# DATA TO PROCESS:
--- Begin ---

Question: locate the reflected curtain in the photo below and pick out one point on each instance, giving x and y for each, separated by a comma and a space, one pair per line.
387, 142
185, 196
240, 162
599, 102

--- End ---

# WHAT YOU ARE ASKED TO DO:
Reproduce every item above line for line, keeping every word and number unchanged.

# RESPONSE BELOW:
Question: locate the reflected curtain in the photo below and pick out one point on each instance, giving x and y for each, separated by a comma and a space, one pair per line.
387, 142
185, 196
240, 162
599, 102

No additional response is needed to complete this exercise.